Passage to read:

# Question for the sleepy eye guys



## azRPS13 (Jun 7, 2003)

Does your lights shine far with the sleepy eyes? I angled my lights as high as possible and mine only shine like 2ft in front and 4ft with the high beams on... Any opinions?


----------



## drift240sxdragqueen (Oct 23, 2002)

i don' drive with my sleepy eyes at night. i open them all the way up. its crazy to drive with them that low...


----------



## Joel (Jun 11, 2003)

If you used the Pivot one they open all the way when you turn the lights on and go back to sleepy when you turn them off.


----------



## 93blackSER (Feb 1, 2003)

you cant turn the lights on with the sleepy eyes and expect to drive like that. sleepy eyes are a daytime only thing.


----------



## drift240sxdragqueen (Oct 23, 2002)

Items:
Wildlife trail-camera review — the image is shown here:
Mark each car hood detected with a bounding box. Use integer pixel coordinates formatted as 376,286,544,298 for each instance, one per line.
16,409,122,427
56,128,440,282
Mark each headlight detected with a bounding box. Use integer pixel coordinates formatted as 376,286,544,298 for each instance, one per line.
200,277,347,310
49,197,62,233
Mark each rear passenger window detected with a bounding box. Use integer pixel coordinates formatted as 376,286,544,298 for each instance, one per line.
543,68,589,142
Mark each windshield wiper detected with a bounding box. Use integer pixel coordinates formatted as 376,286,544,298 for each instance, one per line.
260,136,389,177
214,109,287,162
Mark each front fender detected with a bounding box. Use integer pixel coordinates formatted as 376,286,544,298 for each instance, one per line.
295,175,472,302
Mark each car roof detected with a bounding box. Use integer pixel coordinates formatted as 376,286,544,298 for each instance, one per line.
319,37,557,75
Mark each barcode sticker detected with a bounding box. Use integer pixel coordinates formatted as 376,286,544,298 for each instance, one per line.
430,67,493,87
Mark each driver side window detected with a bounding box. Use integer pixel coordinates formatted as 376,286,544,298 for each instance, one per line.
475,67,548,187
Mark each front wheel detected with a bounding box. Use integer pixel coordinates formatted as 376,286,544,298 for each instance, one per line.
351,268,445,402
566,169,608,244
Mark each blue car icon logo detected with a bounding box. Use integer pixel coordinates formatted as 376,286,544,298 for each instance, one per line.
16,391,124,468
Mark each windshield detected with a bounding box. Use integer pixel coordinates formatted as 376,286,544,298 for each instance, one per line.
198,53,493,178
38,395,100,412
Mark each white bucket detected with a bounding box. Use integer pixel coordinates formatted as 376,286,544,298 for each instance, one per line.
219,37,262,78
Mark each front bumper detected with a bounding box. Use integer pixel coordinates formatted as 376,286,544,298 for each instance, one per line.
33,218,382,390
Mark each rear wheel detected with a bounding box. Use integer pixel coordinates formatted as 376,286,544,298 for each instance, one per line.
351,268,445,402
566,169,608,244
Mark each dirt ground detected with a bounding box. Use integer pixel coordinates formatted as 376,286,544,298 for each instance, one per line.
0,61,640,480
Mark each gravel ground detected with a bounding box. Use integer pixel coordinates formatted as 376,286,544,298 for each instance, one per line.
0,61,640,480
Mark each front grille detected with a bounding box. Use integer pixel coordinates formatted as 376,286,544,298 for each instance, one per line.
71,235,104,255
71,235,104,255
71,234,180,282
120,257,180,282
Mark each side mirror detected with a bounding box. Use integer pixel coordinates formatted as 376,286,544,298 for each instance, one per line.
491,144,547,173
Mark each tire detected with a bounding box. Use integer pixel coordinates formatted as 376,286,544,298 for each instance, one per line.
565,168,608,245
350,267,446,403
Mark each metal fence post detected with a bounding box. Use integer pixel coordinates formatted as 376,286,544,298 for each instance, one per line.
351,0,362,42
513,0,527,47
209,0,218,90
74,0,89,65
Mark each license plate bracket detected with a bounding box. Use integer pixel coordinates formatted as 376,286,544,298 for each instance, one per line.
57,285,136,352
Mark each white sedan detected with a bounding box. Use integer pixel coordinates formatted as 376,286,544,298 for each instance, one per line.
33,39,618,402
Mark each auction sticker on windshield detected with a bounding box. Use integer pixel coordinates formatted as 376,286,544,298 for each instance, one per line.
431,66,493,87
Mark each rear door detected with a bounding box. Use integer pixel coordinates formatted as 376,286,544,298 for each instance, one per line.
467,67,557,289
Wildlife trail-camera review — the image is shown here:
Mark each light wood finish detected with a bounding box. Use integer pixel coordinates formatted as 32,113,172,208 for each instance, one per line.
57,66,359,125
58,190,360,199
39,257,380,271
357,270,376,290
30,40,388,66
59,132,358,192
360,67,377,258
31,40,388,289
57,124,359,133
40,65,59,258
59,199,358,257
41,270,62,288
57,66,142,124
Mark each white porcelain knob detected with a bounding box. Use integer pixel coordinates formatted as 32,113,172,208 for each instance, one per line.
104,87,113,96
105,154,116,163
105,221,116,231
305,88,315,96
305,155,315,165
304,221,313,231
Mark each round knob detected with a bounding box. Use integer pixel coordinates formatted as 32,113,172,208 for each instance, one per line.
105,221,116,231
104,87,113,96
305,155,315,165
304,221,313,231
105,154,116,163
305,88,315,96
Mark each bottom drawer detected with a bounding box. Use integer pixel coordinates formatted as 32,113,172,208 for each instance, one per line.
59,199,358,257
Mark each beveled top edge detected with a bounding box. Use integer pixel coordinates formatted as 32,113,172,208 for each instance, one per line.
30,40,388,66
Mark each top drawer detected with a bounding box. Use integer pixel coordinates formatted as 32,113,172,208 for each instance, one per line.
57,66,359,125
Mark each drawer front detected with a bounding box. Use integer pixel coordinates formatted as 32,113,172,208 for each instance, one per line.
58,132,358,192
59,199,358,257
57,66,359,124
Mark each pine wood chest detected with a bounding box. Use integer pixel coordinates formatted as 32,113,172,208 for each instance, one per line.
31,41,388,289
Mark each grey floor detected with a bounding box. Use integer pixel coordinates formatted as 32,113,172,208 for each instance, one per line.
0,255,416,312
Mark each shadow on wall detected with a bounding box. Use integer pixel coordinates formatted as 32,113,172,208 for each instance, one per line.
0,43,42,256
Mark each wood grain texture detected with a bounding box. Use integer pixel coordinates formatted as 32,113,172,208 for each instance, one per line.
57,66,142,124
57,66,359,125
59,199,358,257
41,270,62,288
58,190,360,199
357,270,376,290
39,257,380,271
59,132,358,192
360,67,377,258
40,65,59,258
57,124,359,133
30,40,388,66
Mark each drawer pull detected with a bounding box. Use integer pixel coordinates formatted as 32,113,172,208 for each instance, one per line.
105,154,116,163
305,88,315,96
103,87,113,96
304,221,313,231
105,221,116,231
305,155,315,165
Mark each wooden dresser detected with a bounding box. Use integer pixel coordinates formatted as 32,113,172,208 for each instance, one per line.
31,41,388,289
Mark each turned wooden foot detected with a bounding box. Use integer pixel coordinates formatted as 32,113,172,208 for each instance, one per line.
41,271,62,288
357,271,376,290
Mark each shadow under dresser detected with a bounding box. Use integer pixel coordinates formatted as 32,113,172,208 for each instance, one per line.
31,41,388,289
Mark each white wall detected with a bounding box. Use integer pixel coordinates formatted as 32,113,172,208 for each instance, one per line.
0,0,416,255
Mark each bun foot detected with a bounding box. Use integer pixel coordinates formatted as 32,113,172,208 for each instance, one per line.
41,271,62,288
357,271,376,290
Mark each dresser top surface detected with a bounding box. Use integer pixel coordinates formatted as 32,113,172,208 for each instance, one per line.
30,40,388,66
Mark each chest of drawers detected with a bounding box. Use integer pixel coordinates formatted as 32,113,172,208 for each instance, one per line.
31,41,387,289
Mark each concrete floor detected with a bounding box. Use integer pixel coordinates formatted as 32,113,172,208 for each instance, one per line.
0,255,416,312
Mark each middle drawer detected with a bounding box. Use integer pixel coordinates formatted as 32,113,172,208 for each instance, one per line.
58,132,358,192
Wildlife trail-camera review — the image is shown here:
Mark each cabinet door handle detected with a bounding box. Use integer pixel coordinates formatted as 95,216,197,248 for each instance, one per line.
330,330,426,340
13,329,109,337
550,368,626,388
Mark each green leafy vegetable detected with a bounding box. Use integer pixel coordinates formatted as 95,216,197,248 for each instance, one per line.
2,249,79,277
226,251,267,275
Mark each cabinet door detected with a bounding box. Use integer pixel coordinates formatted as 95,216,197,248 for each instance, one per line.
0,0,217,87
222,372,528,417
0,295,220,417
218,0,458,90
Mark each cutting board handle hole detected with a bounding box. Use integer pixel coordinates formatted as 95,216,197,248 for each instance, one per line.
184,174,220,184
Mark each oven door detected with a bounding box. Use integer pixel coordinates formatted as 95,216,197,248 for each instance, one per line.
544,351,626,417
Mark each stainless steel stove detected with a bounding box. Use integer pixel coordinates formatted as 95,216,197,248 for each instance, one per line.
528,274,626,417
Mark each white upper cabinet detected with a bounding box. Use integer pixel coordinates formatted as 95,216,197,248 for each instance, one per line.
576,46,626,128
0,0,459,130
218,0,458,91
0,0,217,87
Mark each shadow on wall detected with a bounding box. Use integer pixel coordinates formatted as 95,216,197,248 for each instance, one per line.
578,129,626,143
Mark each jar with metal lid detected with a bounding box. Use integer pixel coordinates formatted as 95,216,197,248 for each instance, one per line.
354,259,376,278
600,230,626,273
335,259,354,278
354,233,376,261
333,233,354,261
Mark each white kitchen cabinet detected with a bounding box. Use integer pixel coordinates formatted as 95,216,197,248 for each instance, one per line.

Stated task A:
Translate this sentence from the forum thread about sleepy-eye headlights into Spanish: "If you used the Pivot one they open all the way when you turn the lights on and go back to sleepy when you turn them off."
Stated task B:
In the forum thread about sleepy-eye headlights, how far does azRPS13 say the lights shine with the high beams on?
Stated task C:
Please carry on the forum thread about sleepy-eye headlights from where it stops.

Reply A:
Si usaste el de Pivot, se abren por completo cuando enciendes las luces y vuelven a quedar medio cerrados cuando las apagas.

Reply B:
About 4 feet in front.

Reply C:
its unsafe. for you and everyone else.


----------



## OPIUM (Aug 18, 2002)

azRPS13 said:


> Does your lights shine far with the sleepy eyes? I angled my lights as high as possible and mine only shine like 2ft in front and 4ft with the high beams on... Any opinions?



Plug in your lights foo! hahahahahha

Did you ever replace your cam angle sensor with a cinnabon like i told you to?


----------



## azRPS13 (Jun 7, 2003)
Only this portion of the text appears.